▸ EXERCÍCIOS PROPOSTOS:
- a) Responda com base no texto sobre os bancos estrangeiros no Brasil:
(i) Em que ano o HSBC comprou o Bamerindus?
(ii) Que financeira o HSBC comprou em 2003?
(iii) Que acontecimento o texto aponta como a pá de cal nas ambições da maioria desses bancos?
- b) Escreva a continuação do texto sobre os bancos estrangeiros no Brasil a partir do ponto em que ele termina.

O que isso significa? O mercado brasileiro só faz sentido para bancos locais? “O Brasil não foi lido adequadamente pelos bancos internacionais”, diz Rodrigo Dantas, sócio para o mercado financeiro da consultoria EY.

“No atacado, uma única transação pode render uma comissão que garante o ano todo. Mas ganhar dinheiro no varejo é diferente, porque é preciso ter tamanho e o resultado só vem com o tempo.” Com exceção do Santander, os demais estrangeiros que lutavam para estar entre os grandes acabaram desistindo quando crescer se mostrou mais complexo do que parecia.

O exemplo do HSBC é ilustrativo. Ao comprar o Bamerindus, em 1997, a meta era ser a maior instituição privada do país — hoje, tem 30% menos agências. Em 2003, tentou ganhar terreno na baixa renda e comprou a financeira Losango. Anos depois, colocou a empresa à venda por metade do valor pago. Mais recentemente, decidiu se concentrar apenas em serviços a grandes empresas e a clientes de alta renda. Não deu certo: fechou 2014 com prejuízo.

Com o tempo, segundo executivos que conhecem a fundo a operação, o Brasil deixou de estar entre as prioridades da matriz. Sem dinheiro para investir em aquisições, não conseguia ter escala. E, sem escala, não fazia dinheiro. É possível ganhar mercado de forma orgânica, abrindo agências e “roubando” clientes da concorrência, mas o processo é demorado e caro.

“Os clientes não trocam de banco com facilidade. Podem até abrir novas contas, mas tendem a manter um banco como o principal”, diz um alto executivo do setor. E os clientes só se tornam rentáveis se fizerem investimentos, comprarem seguros e gastarem no cartão de crédito. A pá de cal nas ambições da maioria foi a crise de 2008. Em maior ou menor medida, esses bancos tiveram perdas e reduziram o que restava de apetite por investimentos no Brasil.

▸ ENTRADAS APRESENTADAS:

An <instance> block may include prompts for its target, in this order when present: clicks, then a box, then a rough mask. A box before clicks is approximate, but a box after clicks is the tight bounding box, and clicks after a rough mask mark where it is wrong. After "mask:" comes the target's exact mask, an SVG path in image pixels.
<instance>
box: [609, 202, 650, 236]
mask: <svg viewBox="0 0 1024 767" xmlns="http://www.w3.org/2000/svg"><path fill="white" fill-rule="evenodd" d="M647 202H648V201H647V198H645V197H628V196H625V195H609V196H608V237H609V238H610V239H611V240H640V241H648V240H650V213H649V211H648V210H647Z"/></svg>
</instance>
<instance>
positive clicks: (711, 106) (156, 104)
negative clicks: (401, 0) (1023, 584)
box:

▸ RESPOSTAS POR ITEM:
- a)
(i) Em 1997.
(ii) A Losango.
(iii) A crise de 2008.

- b)
O desafio da integração

Bradesco e Itaú passaram ao largo dessas questões. Nenhum deles colocou em prática estratégias mirabolantes de crescimento, nem quis revolucionar o mercado baixando preços. Também ajudou o fato de estarem longe do epicentro da crise financeira mundial. Ainda que o Itaú tenha comprado bancos e aberto agências em países da América Latina, mais de 90% do resultado vem da operação brasileira.

Em geral, os dois bancos têm mais agilidade do que os estrangeiros na hora de decidir o que comprar e em que segmentos investir e, acima de tudo, são conservadores ao emprestar, o que manteve seus balanços sólidos ao longo dos anos. “Não temos alternativa. Por estratégia, estamos casados com o Brasil”, diz Trabuco. “Os ciclos econômicos são inevitáveis. Estamos num momento difícil, mas, se houver qualquer mudança de cenário — e, eventualmente, uma melhora vai acontecer —, vamos potencializar a taxa de retorno de nossa aquisição.”

Como acontece com todos os assuntos estratégicos para o Bradesco, a compra do HSBC foi analisada e discutida pela diretoria executiva em parceria com os conselheiros (não há membros independentes no conselho, formado por ex-funcionários, herdeiros de Amador Aguiar, fundador do banco, além de Trabuco).

Há décadas, é esse grupo de pessoas que controla o banco. Juntas, têm 38% do capital da instituição — o restante está dividido entre fundos de investimento e acionistas na bolsa de valores. Na prática, porém, a palavra final sobre o que comprar e quanto pagar cabe ao experiente Brandão. Todos os envolvidos sabem que o que vai determinar se a compra do HSBC foi ou não um bom negócio é como o Bradesco vai aproveitar as vantagens do HSBC — e isso depende do grau de sucesso da integração do banco.

O Bradesco estima que apenas os ganhos de sinergia, trazidos pela escala, chegarão a 2,5 bilhões de reais já no primeiro ano. Para a maioria dos analistas, a meta é arrojada — o banco Credit Suisse, por exemplo, prevê 5,9 bilhões de reais em quatro anos, o que dá uma média de cerca de 1,5 bilhão de reais por ano.

Uma série de coisas pode dar errado numa integração desse tamanho. Demorar para transferir os correntistas de um banco para o outro e falhar ao decidir quais produtos deixarão de existir e que funcionários vale a pena manter são alguns exemplos. Conta a favor o fato de o Bradesco ter uma larga experiência nesse campo: comprou 48 instituições ao longo de sua história.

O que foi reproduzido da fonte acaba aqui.